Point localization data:
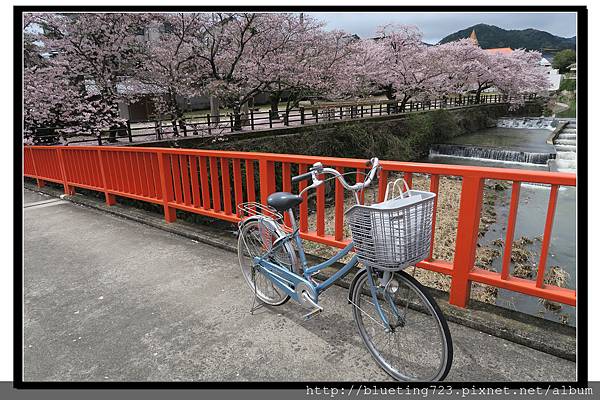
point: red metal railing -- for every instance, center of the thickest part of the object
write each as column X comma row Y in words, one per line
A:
column 212, row 183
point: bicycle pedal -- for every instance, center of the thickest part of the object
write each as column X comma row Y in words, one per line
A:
column 312, row 313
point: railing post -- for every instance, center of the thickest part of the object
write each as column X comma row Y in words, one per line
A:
column 164, row 169
column 69, row 190
column 466, row 239
column 266, row 171
column 39, row 182
column 129, row 131
column 110, row 198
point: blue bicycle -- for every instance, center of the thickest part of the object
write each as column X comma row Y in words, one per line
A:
column 398, row 320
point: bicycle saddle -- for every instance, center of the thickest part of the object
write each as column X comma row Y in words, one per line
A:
column 283, row 201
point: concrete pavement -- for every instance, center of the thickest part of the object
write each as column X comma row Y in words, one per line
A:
column 109, row 299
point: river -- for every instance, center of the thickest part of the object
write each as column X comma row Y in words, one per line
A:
column 522, row 149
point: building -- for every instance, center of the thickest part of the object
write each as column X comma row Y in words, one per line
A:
column 553, row 75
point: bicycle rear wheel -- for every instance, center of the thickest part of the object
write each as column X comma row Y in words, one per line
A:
column 419, row 346
column 254, row 241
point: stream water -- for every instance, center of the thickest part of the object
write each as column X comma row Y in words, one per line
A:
column 523, row 148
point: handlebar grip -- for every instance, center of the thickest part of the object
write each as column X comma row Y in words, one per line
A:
column 302, row 177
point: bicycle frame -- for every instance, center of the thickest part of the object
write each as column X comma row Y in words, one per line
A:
column 287, row 280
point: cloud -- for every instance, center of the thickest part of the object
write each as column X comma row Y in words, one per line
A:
column 436, row 25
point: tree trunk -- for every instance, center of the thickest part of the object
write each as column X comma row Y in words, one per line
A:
column 214, row 110
column 237, row 120
column 478, row 94
column 403, row 103
column 245, row 111
column 274, row 101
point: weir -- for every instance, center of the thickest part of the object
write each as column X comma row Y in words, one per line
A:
column 490, row 153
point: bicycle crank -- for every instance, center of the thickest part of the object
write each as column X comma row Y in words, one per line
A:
column 306, row 298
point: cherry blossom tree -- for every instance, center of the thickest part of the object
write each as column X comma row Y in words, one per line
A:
column 414, row 69
column 96, row 50
column 168, row 61
column 303, row 61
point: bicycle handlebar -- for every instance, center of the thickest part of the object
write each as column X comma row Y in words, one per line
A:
column 301, row 177
column 318, row 169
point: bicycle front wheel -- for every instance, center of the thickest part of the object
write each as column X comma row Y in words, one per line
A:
column 418, row 347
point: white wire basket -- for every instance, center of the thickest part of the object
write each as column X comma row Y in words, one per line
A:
column 395, row 233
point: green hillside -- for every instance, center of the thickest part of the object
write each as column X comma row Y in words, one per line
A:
column 490, row 36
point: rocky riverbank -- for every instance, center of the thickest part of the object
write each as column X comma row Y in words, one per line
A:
column 445, row 238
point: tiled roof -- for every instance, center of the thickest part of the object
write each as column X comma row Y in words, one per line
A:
column 500, row 50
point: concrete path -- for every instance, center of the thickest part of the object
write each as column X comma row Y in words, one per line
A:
column 108, row 299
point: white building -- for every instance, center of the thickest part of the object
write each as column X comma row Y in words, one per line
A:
column 553, row 75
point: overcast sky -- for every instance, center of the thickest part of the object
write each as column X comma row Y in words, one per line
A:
column 435, row 26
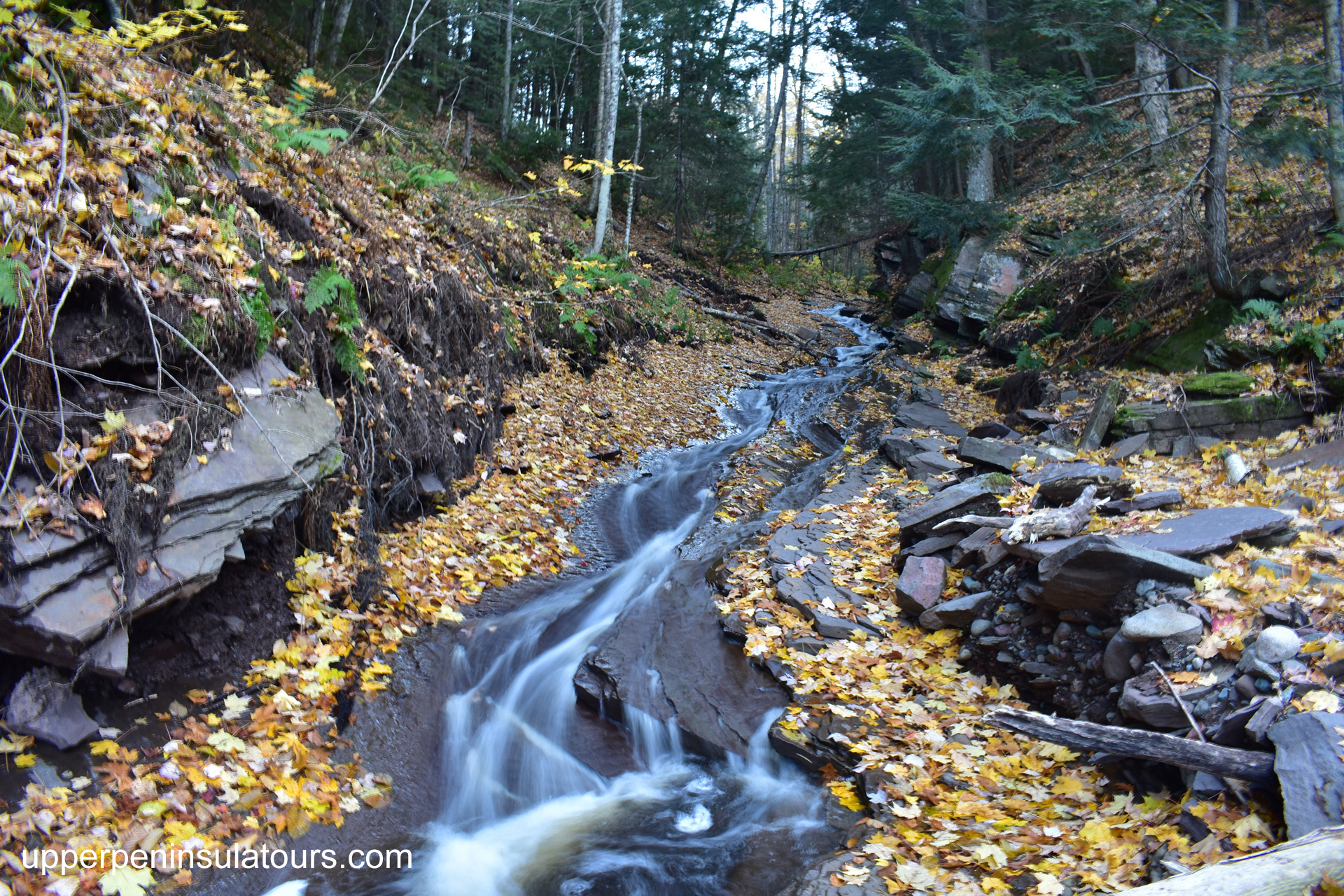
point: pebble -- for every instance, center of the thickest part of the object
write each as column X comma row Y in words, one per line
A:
column 1277, row 644
column 1163, row 622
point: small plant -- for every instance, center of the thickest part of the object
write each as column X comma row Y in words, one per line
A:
column 327, row 288
column 299, row 102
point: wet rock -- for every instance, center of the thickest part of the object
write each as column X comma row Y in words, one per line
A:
column 1101, row 415
column 1212, row 530
column 976, row 496
column 921, row 584
column 1145, row 699
column 1310, row 458
column 990, row 453
column 1116, row 663
column 1310, row 764
column 1277, row 644
column 43, row 706
column 1163, row 622
column 926, row 416
column 1063, row 482
column 1092, row 570
column 1147, row 501
column 1130, row 447
column 958, row 613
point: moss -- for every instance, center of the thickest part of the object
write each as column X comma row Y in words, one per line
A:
column 1184, row 349
column 1222, row 384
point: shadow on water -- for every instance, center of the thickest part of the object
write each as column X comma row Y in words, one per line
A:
column 531, row 794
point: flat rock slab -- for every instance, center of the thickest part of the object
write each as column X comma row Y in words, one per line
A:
column 1147, row 501
column 967, row 498
column 926, row 416
column 1211, row 530
column 1091, row 571
column 1063, row 482
column 990, row 453
column 1310, row 764
column 1313, row 457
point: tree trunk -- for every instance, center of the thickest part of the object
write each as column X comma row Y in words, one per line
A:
column 315, row 35
column 507, row 113
column 1335, row 108
column 337, row 31
column 980, row 167
column 612, row 61
column 635, row 174
column 1151, row 70
column 1215, row 198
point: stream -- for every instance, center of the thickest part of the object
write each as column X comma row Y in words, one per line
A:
column 521, row 811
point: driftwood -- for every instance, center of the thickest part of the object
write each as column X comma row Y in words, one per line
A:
column 1225, row 762
column 1062, row 523
column 1288, row 869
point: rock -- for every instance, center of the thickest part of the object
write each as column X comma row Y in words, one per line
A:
column 921, row 415
column 1211, row 530
column 921, row 584
column 1284, row 571
column 1091, row 571
column 1116, row 660
column 1234, row 419
column 990, row 430
column 1310, row 764
column 59, row 599
column 980, row 282
column 1163, row 622
column 1148, row 501
column 958, row 613
column 990, row 453
column 1063, row 482
column 933, row 546
column 1145, row 699
column 1101, row 415
column 1128, row 448
column 43, row 706
column 1277, row 644
column 1310, row 458
column 974, row 496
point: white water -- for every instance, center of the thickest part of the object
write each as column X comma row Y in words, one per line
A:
column 522, row 814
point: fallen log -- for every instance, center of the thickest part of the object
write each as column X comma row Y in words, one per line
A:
column 1288, row 869
column 1225, row 762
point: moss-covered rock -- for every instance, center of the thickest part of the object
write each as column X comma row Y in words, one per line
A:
column 1222, row 384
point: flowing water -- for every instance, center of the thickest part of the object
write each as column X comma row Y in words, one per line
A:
column 522, row 813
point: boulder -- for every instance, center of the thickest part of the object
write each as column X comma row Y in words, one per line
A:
column 45, row 706
column 958, row 613
column 990, row 453
column 1147, row 501
column 1101, row 415
column 1163, row 622
column 62, row 599
column 1093, row 568
column 1310, row 764
column 921, row 584
column 1063, row 482
column 923, row 415
column 1233, row 419
column 1116, row 663
column 976, row 496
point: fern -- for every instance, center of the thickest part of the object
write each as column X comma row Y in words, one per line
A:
column 326, row 286
column 14, row 274
column 1264, row 309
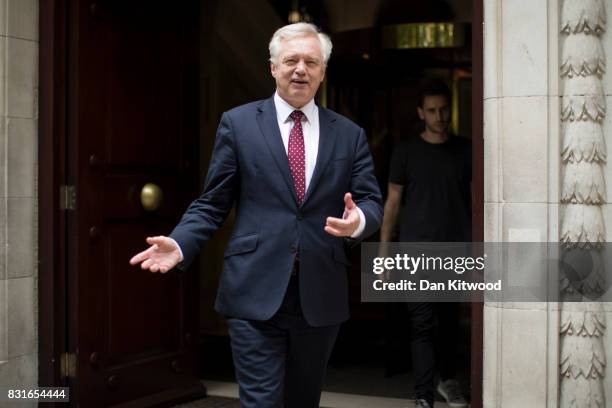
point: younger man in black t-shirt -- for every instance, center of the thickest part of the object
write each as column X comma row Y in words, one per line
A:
column 429, row 183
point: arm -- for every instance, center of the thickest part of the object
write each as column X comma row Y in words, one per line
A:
column 392, row 207
column 364, row 197
column 204, row 215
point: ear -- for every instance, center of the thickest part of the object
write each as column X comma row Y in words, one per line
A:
column 273, row 70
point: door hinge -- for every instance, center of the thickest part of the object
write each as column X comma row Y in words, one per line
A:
column 67, row 197
column 68, row 366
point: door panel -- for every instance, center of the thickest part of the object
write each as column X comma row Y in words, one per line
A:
column 133, row 103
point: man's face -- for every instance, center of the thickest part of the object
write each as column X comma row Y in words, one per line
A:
column 299, row 70
column 436, row 113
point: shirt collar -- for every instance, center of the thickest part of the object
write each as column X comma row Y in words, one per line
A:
column 283, row 109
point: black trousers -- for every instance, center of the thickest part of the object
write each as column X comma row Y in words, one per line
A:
column 447, row 339
column 422, row 325
column 281, row 362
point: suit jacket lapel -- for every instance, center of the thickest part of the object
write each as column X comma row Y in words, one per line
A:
column 268, row 124
column 327, row 138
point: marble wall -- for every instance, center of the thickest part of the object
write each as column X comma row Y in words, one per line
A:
column 523, row 175
column 18, row 201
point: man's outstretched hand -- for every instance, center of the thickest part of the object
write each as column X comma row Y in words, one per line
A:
column 347, row 225
column 161, row 256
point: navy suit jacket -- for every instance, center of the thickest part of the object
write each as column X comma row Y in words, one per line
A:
column 249, row 168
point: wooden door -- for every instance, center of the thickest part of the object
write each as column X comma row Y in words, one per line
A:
column 132, row 114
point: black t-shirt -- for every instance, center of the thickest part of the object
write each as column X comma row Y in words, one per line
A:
column 436, row 195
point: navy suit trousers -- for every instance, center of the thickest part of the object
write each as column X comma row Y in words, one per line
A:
column 281, row 362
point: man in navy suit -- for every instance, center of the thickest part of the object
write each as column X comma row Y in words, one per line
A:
column 303, row 183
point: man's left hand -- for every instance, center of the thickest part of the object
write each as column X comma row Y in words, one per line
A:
column 347, row 225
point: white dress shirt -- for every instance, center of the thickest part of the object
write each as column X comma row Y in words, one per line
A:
column 310, row 129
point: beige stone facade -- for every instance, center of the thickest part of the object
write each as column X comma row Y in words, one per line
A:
column 18, row 202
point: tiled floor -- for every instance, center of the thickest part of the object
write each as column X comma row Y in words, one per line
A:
column 226, row 392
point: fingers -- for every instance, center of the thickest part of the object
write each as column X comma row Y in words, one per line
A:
column 340, row 227
column 147, row 263
column 348, row 201
column 136, row 259
column 335, row 232
column 159, row 240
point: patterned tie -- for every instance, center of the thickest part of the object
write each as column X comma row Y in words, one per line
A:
column 296, row 154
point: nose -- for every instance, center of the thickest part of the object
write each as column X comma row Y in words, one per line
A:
column 300, row 68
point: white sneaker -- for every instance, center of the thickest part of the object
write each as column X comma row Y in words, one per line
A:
column 421, row 403
column 451, row 392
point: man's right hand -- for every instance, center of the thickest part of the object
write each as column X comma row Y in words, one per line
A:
column 162, row 255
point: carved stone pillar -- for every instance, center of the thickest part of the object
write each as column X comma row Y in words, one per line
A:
column 583, row 193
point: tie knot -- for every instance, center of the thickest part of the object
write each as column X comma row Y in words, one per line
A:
column 296, row 116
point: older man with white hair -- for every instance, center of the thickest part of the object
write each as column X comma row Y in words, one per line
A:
column 303, row 183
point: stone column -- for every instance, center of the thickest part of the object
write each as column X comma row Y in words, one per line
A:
column 583, row 153
column 18, row 213
column 521, row 137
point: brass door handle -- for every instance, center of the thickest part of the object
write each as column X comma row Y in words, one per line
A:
column 151, row 197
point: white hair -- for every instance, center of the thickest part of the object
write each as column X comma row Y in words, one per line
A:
column 298, row 30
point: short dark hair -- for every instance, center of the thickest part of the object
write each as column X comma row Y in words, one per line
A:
column 432, row 87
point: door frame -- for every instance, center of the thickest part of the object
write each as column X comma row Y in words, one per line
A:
column 51, row 175
column 476, row 354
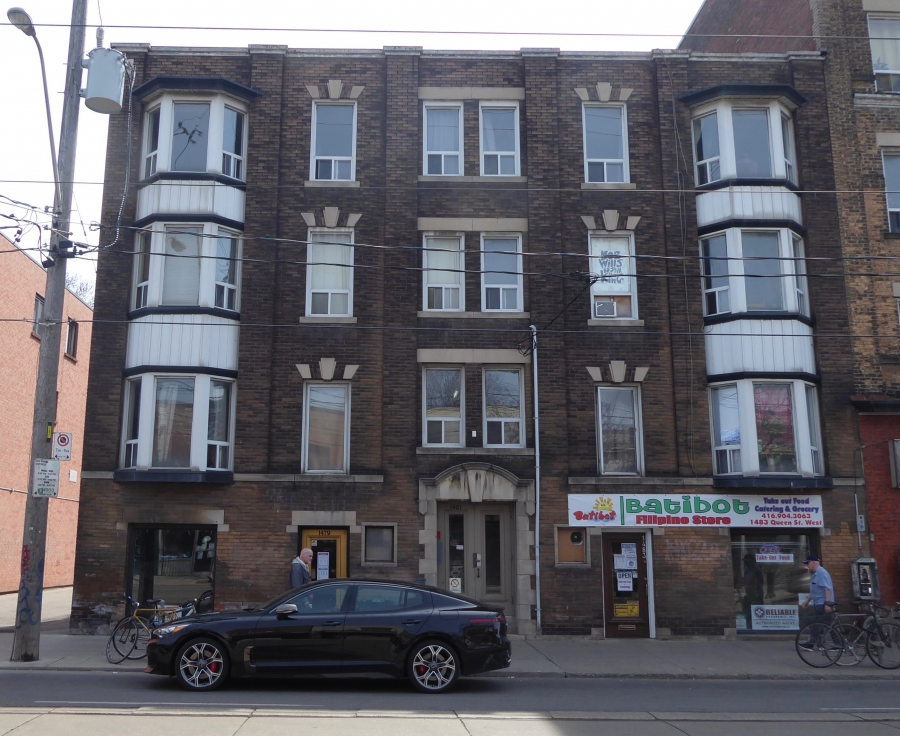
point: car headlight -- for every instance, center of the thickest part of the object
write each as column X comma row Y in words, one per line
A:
column 168, row 630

▶ **Your goal**:
Filter the lines above, keeping and copying those that contain "tiled".

▶ **Written response**:
point: tiled roof -- for every instance, center of the thickest part of the object
point: tiled floor -- for every instance, center of the thickest part of the object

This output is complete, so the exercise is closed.